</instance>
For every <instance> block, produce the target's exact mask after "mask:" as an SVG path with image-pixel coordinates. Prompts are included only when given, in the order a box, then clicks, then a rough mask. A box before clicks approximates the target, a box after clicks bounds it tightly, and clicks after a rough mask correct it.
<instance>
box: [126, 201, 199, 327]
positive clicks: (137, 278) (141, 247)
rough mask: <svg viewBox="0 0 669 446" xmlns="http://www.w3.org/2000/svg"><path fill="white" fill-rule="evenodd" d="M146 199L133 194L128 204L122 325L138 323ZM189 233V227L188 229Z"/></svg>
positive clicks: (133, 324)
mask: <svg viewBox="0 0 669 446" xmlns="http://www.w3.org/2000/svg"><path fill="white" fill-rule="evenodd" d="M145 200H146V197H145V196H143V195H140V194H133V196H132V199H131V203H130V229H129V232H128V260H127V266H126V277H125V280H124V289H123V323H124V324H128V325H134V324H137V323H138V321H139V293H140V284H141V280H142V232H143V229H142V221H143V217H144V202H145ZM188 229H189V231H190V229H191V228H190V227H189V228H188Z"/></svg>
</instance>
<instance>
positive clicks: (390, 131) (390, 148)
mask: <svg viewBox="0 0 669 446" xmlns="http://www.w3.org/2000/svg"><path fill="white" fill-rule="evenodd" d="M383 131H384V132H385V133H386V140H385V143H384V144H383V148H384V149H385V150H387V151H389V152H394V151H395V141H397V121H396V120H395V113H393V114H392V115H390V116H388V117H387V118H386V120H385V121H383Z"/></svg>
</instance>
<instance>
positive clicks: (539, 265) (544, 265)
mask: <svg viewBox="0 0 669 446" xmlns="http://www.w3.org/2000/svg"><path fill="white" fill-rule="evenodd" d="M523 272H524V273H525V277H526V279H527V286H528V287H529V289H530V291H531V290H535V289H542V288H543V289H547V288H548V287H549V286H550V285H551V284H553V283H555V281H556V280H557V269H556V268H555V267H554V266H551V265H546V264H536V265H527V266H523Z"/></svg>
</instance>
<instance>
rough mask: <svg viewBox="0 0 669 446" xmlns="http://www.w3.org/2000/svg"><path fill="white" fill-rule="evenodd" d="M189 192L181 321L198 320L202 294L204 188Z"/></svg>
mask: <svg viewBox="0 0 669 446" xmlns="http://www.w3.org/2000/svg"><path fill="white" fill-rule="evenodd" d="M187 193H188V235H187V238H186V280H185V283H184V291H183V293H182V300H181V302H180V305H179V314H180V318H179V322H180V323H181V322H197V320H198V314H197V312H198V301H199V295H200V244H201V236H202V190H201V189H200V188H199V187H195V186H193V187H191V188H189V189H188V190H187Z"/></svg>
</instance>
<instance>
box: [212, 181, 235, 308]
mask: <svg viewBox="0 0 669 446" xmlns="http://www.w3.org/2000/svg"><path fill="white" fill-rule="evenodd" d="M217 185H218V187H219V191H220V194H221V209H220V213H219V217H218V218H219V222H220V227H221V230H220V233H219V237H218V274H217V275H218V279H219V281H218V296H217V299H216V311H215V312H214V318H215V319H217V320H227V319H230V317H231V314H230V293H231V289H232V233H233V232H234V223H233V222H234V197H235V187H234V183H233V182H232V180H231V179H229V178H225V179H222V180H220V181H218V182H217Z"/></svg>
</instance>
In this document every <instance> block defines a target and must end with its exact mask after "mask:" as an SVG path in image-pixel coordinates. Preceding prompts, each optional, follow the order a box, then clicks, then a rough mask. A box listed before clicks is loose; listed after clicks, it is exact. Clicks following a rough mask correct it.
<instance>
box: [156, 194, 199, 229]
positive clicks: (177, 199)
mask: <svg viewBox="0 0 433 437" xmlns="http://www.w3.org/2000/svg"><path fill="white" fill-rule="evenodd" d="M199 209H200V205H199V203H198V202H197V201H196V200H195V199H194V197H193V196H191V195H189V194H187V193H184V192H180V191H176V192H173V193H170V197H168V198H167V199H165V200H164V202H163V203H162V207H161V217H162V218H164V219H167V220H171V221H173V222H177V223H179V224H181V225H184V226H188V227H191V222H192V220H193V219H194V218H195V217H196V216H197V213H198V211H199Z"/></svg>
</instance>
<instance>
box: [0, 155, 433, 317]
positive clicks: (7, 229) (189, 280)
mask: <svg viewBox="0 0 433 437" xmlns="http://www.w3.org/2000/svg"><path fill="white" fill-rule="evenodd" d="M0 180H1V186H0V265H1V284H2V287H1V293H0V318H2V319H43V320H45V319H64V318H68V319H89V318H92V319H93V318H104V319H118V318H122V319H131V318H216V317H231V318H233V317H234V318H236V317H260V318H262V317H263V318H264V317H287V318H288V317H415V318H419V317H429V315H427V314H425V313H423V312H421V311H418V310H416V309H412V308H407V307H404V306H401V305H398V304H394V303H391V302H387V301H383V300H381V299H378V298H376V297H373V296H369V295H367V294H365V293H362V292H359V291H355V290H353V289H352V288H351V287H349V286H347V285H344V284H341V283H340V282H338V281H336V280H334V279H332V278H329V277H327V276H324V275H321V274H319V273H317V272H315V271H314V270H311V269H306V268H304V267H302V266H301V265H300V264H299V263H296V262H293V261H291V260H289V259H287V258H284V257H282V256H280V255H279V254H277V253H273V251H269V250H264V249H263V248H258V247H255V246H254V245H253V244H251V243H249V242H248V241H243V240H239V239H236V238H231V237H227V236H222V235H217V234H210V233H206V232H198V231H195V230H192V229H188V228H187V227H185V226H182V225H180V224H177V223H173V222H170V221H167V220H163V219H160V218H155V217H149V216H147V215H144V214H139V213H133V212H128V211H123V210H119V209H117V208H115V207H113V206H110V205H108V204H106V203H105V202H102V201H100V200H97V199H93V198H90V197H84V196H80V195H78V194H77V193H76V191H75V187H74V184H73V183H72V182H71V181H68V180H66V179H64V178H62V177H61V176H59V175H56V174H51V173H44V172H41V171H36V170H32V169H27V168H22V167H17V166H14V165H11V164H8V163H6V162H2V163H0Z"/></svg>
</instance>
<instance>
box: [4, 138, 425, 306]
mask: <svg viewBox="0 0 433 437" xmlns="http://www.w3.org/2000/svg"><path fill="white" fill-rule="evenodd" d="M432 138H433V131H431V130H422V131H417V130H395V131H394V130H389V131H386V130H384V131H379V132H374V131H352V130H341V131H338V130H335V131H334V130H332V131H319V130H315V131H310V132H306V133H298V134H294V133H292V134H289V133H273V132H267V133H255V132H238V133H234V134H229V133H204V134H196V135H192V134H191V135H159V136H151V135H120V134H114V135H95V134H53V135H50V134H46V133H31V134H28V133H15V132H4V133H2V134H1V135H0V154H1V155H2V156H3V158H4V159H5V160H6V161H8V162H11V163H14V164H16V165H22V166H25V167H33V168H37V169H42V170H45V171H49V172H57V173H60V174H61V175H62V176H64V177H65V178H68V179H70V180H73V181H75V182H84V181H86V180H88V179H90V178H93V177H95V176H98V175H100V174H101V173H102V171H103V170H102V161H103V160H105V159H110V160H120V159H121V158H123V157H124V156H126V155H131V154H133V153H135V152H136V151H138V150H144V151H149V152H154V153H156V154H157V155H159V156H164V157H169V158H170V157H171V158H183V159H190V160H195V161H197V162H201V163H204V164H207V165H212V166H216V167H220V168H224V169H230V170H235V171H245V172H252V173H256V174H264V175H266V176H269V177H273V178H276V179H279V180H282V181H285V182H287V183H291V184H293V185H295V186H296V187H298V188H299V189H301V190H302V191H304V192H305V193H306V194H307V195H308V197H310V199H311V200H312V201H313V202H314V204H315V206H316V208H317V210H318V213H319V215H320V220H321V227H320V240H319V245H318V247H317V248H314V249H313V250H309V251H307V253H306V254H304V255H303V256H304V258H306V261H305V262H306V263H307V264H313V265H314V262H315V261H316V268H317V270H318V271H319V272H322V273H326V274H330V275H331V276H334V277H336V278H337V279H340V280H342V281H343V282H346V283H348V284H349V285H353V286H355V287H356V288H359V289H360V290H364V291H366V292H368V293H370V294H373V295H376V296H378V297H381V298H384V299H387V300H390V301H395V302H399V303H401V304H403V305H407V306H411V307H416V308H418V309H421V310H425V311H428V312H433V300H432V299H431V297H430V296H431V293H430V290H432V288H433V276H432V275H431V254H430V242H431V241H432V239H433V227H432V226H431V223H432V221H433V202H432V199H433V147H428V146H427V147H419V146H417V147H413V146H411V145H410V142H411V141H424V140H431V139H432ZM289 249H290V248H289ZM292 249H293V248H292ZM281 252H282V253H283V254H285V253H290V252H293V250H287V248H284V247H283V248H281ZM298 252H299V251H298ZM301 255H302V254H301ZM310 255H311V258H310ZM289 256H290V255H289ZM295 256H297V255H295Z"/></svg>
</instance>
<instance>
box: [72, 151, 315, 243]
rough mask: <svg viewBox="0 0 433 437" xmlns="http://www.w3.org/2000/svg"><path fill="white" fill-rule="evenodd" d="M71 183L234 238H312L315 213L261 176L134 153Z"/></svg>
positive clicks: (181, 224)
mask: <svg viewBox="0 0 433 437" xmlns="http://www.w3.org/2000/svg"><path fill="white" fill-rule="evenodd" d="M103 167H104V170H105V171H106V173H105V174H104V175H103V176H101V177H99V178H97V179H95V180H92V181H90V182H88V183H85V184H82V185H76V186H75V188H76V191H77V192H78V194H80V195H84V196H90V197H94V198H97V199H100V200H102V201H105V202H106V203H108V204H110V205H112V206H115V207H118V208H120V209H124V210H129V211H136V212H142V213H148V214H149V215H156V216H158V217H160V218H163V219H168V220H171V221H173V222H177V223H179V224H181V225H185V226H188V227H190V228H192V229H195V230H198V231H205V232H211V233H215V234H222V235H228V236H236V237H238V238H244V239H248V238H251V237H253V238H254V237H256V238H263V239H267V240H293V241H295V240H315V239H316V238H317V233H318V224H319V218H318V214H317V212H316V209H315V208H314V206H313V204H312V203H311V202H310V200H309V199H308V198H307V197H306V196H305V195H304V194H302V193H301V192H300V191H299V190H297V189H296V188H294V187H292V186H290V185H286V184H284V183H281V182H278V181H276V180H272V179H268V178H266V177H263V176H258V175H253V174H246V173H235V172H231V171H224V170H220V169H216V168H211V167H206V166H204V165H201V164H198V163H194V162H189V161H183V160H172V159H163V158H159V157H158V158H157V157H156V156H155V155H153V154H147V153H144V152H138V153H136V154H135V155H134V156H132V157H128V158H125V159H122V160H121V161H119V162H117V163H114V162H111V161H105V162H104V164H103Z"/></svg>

Task description
List every line in the rows above that contains the word "positive".

Written response
positive clicks: (137, 278) (141, 247)
positive clicks: (133, 324)
positive clicks: (390, 131) (390, 148)
positive clicks: (539, 265) (544, 265)
positive clicks: (177, 199)
positive clicks: (7, 229) (189, 280)
positive clicks: (181, 224)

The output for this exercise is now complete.